▸ WHAT IS NEEDED: Rewrite the part of the stock broker fraud report that opens with the words containing "The Department of" and closes with "and November 2003.", putting "Justice Department" in place of "Department of Justice".

Wrongful or criminal deception intended to result in financial or personal gain. A person or thing intended to deceive others, typically by unjustifiably claiming or being credited with accomplishments or qualities. A deception deliberately practiced in order to secure unfair or unlawful gain.
Case: First stock broker found guilty of securities fraud fined P2M
MANILA, Philippines — The president of a stock brokerage house was fined P2.1 million by a Makati regional trial court after he was found guilty of defrauding his clients in violation of the Securities Regulation Code (SRC), the first conviction secured by the government almost 13 years after the law was enacted.
The Department of Justice relayed to reporters the case of Francisco Borromeo, president of Asian Capital Equity Inc., (ACEI), who was found guilty on March 19 by branch 62 of the Regional Trial Court of Makati City of seven counts of violation of the SRC, mostly involving fraudulent acts he committed between August 1993 and November 2003.

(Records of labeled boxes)
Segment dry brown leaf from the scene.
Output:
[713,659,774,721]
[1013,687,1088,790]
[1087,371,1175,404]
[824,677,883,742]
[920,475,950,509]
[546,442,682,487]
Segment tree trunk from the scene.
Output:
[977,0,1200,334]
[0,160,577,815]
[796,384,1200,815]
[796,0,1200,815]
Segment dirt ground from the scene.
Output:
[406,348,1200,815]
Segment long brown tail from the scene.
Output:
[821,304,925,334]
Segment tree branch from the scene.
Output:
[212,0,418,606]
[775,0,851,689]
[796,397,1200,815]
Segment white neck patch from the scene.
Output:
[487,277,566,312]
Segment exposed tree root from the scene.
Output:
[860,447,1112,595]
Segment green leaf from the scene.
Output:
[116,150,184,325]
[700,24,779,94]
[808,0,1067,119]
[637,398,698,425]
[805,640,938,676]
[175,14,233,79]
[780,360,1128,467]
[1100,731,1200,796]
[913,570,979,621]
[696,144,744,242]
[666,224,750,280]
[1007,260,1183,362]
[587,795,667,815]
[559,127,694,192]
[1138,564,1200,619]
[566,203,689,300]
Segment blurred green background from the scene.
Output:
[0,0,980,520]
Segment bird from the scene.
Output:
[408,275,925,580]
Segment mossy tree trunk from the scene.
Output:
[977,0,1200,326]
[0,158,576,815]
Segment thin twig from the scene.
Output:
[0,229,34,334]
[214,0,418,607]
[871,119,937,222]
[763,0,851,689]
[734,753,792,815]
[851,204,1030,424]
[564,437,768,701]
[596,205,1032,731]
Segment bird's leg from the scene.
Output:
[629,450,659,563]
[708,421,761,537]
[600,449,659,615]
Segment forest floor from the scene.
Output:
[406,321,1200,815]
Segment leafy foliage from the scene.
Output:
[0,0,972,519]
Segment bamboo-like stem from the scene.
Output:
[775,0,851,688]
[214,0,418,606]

▸ OUTPUT:
The Justice Department relayed to reporters the case of Francisco Borromeo, president of Asian Capital Equity Inc., (ACEI), who was found guilty on March 19 by branch 62 of the Regional Trial Court of Makati City of seven counts of violation of the SRC, mostly involving fraudulent acts he committed between August 1993 and November 2003.